§ TEXT BLOCK
Suffice it to say today's task of managing the industry relationship with the external world requires more than money alone; resources are not the issue. Someone has to finesse a finer point, working the "social thermostat" in daily testing the balance between the convictions that can lead to the deep freeze of confrontation or the thaw that accompanies a tactical compromise.
To fill that role, the Pharmaceutical Research and Manufacturers of America (PhRMA) has tapped a new leader: John Castellani, who last September replaced the ace-yet-polarizing politico, Billy Tauzin. Castellani's skill in managing sensitive CEO egos to build a series of successful multi-sectoral coalitions as head of the US Business Roundtable helped him win the position at PhRMA, where he leads a staff of some 160 people administering an annual budget of approximately $200 million.
PhRMA—and Castellani—in effect serve as industry's global spokesmen, as PhRMA's resources far exceed those of its main counterpart trade associations outside the US. The European Federation of Pharmaceutical Industries and Associations (EFPIA), which itself is embracing new leadership under the former Swedish association president Richard Bergstrom, and the International Federation of Pharmaceutical Manufacturers and Associations (IFPMA) each have less than one-tenth of what PhRMA spends every year. "The cooperation from John Castellani and the entire PhRMA team on cross-border issues of interest to both our countries has been extraordinary," Russell Williams, head of Canada's association Rx&D, told Pharm Exec. "Ours is a global industry and we need to develop a more global approach to engagement in all areas. Partnerships are essential to demonstrating the value of our industry and our medicines and vaccines."
Pharm Exec sat down with Castellani on Feb. 4 to explore where he sees the industry going and to discuss his vision for the organization over the next three years. Excerpts from the conversation reveal him as refreshingly direct in outlining what's at stake if the US fails to maintain basic support for medicines innovation.
Is there a prospect for this diverse, creative, and high-performance segment of American industry to become just another low-margin public utility? Yes. And with the cumulative weight of bad regulation it can happen literally overnight. Does the slow global devolution of the US automobile industry provide lessons to Big Pharma? Indeed it does. Decline is guaranteed for any industry that loses sight of the basic principle of good economics, which is maintaining value for the customer. This is why PhRMA members are working so hard to adjust the business model to changes in that customer base, and how PhRMA has to prioritize to ensure that external conditions are there to help ease the transition. In Castellani's words: "To the extent this industry gets identified as being built around the premise of government payouts for an imitative, aging commodity—the pill equivalent of cash for clunkers—we're all dead."
William Looney: PhRMA is one of the most visible representatives of an institution in transition—the Washington-based trade association. How are you adapting to change—representing an increasingly diverse constituency, shaping events in the midst of pervasive market uncertainty, and establishing clear metrics on public policies that provide the basis for commercial success?

[Stored data entries]
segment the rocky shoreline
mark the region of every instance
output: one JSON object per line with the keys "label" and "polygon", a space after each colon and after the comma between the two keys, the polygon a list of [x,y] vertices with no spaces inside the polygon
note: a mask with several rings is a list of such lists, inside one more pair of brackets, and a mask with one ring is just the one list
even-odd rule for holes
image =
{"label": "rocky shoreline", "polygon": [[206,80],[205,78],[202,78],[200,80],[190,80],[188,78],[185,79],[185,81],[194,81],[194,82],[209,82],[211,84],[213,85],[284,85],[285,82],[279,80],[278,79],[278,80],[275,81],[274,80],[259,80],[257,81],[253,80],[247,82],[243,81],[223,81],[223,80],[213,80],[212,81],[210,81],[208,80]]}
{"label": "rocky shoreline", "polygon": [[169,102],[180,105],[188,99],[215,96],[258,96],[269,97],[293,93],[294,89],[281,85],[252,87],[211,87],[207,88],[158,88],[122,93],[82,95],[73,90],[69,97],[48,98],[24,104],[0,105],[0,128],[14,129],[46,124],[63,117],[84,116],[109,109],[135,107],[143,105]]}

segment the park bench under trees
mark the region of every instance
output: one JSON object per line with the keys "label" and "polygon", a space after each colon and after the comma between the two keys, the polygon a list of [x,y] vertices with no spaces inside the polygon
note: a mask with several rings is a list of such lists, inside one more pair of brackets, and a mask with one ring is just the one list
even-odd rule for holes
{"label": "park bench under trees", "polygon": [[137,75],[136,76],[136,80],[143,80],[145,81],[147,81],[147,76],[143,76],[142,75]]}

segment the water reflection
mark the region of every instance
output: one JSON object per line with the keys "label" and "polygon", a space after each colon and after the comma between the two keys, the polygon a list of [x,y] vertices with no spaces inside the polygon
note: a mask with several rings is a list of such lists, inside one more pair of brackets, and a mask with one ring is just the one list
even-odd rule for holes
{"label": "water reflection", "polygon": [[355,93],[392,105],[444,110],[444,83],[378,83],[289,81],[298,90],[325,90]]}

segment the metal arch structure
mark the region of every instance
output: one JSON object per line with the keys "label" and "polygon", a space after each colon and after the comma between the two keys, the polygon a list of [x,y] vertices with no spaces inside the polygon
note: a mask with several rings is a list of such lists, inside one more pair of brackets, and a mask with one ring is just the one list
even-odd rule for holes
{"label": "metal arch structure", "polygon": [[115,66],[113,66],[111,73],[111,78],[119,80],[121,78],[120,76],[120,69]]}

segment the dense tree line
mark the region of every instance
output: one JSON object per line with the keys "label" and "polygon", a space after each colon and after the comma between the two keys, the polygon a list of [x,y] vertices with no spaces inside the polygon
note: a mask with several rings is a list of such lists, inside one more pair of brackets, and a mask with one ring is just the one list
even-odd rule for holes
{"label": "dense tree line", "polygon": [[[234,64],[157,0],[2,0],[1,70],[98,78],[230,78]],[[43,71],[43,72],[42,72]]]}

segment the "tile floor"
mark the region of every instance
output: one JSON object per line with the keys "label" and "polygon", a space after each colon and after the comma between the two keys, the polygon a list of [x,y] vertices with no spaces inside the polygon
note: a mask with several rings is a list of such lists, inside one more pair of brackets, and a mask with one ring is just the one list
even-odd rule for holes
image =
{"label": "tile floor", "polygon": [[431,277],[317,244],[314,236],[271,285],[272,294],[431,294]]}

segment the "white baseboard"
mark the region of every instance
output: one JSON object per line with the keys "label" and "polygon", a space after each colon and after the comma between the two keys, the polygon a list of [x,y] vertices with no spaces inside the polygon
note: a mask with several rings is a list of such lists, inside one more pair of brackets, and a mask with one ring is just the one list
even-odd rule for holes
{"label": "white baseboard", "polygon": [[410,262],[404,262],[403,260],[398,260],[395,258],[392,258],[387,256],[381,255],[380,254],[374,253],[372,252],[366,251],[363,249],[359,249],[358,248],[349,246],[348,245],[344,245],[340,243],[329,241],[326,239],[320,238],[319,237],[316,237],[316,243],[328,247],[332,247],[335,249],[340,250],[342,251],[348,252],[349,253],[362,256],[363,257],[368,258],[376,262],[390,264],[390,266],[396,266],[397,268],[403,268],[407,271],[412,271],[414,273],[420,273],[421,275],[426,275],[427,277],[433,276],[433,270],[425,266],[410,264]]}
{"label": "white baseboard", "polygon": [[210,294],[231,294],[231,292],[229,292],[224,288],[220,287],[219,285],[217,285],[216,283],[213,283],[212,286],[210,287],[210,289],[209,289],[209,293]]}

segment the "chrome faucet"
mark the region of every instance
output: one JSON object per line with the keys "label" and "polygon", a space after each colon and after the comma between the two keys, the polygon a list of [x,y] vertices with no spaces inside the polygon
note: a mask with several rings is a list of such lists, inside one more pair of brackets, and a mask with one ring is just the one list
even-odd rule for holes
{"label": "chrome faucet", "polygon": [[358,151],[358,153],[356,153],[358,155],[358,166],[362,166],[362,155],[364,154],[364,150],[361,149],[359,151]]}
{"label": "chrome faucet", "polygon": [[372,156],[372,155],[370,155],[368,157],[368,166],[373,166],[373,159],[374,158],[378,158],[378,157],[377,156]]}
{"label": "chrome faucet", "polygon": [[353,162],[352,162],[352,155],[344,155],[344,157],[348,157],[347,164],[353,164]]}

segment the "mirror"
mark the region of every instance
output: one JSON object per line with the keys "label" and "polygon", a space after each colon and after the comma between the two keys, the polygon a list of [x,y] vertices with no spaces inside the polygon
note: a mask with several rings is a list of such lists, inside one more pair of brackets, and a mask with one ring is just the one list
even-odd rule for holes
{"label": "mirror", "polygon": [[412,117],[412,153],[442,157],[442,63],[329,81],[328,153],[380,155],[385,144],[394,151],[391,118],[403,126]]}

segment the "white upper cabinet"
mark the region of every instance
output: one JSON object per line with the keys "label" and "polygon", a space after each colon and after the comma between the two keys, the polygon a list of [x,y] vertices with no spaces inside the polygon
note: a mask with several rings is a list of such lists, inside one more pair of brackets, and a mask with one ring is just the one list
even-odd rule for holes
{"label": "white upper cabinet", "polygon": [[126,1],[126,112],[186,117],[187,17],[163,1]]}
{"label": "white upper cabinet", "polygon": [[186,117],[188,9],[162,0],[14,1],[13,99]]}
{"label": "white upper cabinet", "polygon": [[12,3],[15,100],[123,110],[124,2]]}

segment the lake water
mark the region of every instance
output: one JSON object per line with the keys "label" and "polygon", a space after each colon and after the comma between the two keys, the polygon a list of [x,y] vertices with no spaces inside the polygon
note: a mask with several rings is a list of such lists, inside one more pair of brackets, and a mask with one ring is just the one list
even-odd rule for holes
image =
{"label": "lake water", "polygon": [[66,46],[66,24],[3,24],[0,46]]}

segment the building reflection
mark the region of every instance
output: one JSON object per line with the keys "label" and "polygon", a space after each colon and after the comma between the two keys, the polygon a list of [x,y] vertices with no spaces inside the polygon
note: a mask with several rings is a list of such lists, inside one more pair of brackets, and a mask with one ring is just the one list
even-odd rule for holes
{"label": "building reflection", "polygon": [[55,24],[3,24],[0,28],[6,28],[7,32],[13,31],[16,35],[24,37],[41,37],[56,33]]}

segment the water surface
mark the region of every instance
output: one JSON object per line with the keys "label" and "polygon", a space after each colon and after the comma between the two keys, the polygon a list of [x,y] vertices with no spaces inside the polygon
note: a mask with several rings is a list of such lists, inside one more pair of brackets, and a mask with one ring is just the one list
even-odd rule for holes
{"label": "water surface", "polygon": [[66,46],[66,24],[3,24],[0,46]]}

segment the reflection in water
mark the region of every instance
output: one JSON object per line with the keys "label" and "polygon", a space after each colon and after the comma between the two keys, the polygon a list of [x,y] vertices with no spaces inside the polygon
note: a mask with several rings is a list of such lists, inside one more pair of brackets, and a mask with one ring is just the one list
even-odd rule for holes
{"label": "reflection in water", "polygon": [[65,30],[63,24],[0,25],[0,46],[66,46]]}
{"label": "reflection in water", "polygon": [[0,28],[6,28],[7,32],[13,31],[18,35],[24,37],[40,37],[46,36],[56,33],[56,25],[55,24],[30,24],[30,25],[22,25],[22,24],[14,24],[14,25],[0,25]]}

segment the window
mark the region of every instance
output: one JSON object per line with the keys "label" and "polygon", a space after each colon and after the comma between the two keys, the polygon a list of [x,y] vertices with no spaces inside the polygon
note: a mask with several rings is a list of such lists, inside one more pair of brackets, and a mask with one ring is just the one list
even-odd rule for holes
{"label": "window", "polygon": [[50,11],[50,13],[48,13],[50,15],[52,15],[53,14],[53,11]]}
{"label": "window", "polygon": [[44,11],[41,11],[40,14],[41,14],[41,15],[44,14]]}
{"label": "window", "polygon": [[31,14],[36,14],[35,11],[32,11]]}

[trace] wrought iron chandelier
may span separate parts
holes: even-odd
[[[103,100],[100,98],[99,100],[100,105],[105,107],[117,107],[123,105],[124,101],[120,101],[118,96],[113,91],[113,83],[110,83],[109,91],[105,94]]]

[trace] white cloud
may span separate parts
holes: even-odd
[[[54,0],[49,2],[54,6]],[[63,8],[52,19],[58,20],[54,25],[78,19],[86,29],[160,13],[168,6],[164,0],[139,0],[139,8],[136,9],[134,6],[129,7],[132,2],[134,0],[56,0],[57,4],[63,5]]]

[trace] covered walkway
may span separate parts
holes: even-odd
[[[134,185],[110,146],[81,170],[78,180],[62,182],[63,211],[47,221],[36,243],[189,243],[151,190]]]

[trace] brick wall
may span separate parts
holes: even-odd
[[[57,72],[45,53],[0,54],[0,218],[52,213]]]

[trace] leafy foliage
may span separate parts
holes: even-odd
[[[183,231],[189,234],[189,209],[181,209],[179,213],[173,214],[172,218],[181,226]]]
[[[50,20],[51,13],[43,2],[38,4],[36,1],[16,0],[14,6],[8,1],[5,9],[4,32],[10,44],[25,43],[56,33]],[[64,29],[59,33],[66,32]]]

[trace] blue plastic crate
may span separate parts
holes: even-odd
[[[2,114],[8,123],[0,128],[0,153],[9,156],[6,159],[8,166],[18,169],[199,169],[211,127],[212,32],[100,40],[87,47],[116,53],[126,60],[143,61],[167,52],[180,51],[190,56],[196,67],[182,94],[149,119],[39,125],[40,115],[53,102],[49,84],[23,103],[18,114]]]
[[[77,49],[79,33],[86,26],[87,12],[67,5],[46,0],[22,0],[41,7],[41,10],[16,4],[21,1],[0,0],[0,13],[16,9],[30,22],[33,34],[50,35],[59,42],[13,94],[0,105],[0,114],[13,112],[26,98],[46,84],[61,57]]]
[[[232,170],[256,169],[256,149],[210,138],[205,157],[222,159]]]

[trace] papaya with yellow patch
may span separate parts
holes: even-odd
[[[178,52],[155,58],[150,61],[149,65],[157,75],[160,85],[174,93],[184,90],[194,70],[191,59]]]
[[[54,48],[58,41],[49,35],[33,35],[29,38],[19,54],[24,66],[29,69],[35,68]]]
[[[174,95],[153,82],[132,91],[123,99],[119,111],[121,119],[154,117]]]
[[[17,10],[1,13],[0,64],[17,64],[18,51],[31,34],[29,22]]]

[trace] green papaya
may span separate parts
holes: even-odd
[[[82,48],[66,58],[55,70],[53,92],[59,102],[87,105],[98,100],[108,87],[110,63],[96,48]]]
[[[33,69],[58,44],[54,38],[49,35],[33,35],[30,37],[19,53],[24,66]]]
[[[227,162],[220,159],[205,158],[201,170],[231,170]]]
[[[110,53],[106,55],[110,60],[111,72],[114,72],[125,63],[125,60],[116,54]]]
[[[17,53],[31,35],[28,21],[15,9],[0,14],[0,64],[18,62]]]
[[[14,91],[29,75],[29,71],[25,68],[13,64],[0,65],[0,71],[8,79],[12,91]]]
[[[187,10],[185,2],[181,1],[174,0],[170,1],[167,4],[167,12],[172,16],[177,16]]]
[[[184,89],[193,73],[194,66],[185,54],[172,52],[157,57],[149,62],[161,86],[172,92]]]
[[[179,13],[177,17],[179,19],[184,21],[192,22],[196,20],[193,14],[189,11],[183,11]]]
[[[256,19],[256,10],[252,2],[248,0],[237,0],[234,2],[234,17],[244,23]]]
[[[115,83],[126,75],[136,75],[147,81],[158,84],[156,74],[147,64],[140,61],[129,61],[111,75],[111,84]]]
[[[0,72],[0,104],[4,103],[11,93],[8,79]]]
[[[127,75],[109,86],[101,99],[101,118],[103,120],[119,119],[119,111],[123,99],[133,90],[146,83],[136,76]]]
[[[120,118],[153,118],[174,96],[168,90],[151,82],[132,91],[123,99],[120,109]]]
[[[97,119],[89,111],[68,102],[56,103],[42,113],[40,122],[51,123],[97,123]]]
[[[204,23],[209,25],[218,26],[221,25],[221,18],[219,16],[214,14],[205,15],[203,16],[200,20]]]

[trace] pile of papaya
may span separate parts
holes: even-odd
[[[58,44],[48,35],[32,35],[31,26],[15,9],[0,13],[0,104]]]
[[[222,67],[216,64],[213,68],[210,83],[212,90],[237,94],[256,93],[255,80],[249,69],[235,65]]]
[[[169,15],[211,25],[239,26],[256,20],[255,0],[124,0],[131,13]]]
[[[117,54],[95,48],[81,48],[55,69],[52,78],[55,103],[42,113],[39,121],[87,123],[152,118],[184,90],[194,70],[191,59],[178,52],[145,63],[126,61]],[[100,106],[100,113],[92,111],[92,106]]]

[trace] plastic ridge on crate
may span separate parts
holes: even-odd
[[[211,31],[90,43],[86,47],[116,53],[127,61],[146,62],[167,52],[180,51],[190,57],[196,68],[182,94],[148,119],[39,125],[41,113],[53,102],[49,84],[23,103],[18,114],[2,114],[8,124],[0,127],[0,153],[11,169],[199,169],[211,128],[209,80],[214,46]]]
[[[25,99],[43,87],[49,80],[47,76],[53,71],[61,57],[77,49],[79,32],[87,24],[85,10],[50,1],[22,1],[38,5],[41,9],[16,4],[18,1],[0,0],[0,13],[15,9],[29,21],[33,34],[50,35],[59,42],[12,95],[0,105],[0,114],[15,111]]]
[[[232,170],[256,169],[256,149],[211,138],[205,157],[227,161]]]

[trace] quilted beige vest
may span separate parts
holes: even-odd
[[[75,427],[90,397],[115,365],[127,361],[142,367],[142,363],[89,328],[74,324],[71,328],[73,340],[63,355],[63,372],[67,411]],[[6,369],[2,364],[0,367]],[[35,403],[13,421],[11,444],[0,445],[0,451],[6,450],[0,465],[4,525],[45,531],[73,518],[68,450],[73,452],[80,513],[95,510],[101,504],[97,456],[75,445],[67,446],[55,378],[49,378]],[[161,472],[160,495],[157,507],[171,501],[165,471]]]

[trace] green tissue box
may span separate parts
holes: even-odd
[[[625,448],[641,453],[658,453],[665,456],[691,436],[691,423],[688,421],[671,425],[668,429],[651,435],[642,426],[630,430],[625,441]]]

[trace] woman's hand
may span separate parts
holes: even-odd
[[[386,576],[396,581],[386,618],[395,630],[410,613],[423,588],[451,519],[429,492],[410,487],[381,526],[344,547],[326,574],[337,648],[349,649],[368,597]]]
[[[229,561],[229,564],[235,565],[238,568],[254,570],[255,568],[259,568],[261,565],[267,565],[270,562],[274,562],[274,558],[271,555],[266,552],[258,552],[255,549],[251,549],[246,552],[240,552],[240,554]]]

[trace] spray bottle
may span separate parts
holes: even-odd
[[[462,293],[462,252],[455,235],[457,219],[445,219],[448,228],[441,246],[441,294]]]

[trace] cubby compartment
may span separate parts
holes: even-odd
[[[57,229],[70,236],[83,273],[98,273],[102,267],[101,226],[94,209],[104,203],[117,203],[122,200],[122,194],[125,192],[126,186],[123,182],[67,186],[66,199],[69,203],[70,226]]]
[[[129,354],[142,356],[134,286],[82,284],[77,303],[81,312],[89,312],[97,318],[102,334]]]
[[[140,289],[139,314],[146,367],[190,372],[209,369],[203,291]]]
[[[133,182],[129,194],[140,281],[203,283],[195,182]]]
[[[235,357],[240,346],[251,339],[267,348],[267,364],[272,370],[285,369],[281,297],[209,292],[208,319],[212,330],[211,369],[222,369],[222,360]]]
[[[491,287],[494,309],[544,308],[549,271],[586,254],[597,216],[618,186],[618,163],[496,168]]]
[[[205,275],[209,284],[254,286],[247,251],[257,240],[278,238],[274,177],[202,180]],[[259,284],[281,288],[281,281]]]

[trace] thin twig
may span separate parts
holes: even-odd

§ WHAT YOU WILL DO
A. In the PhRMA article, reproduce verbatim the passage that begins with the words containing "William Looney: PhRMA" and ends with "for commercial success?".
B. Carry the PhRMA article forward from its last sentence, writing what comes next.

§ TASK RESULTS
A.
William Looney: PhRMA is one of the most visible representatives of an institution in transition—the Washington-based trade association. How are you adapting to change—representing an increasingly diverse constituency, shaping events in the midst of pervasive market uncertainty, and establishing clear metrics on public policies that provide the basis for commercial success?

B.
John Castellani: The biopharmaceuticals industry is at a crossroads. Where we end up depends entirely on decisions that are now being made—by ourselves and also by the increasing number of stakeholders that shape a sector accounting for nearly one-fifth of GDP. Healthcare is being transformed by a variety of forces, both public and private. For us, the basic question is, Can we adapt so that US leadership in medical innovation continues or will we be relegated to the status of a public utility? We've heard this before, but no one quite accepted that our country would be presented with so stark a contrast in outcomes. I can assure you that the issue has now been joined; the stakes are very clear.
The high stakes are actually a positive for our industry. It means that PhRMA's strategy to cope with market change is now highly focused and thus easy to explain. We believe our 45 members are the single biggest driver of innovation in the healthcare system, providing not only life-enhancing medicines but—increasingly—services and processes that do four things: enhance quality, increase access, save money, and improve the efficiency of many complementary technologies. The patient is the first recipient of our work as well as the end beneficiary. To the extent that the patient represents the public, we perform a valuable societal role that stretches our remit beyond commerce.
WL: A clear vision is harder to realize when an industry is forced to confront wrenching adjustments to its historical business model. Certainly this is true in pharma and biotech today. Virtually every company is releasing earnings reports that emphasize cost cuts and layoffs rather than new investments in R&D. How do you continue to make the case for advancing innovation when the pervasive sentiment is retrenchment?
JC: One of the priorities I have set for PhRMA is to explain to our stakeholders how innovation fits in the broader economic cycle. You cannot escape the economic cycle, no matter which industry you are in. Demand for medicines is down, and that has a short-term impact on resources available for innovation. But what is notable about our industry is we still invest for the long-term; our members' R&D commitments—which far exceed the annual budget of the entire National Institutes of Health (NIH)—can actually help reverse the cycle and speed recovery. Few other industries have such long lead times in the way they spend money. You don't see all the positives until toward the end of the development cycle.
We also have to communicate the changes taking place in science. Medical innovation has always been costly, but today it is more than that—it is transformative, in that success is not predetermined, and the process of discovery and development is hard to institutionalize through the standard organization chart. Capturing the assets derived from good science requires a different, far more flexible, networked, and open-ended model for organizing the business.
John Castellani, President and CEO, Pharmaceutical Research and Manufacturers of America (PhRMA)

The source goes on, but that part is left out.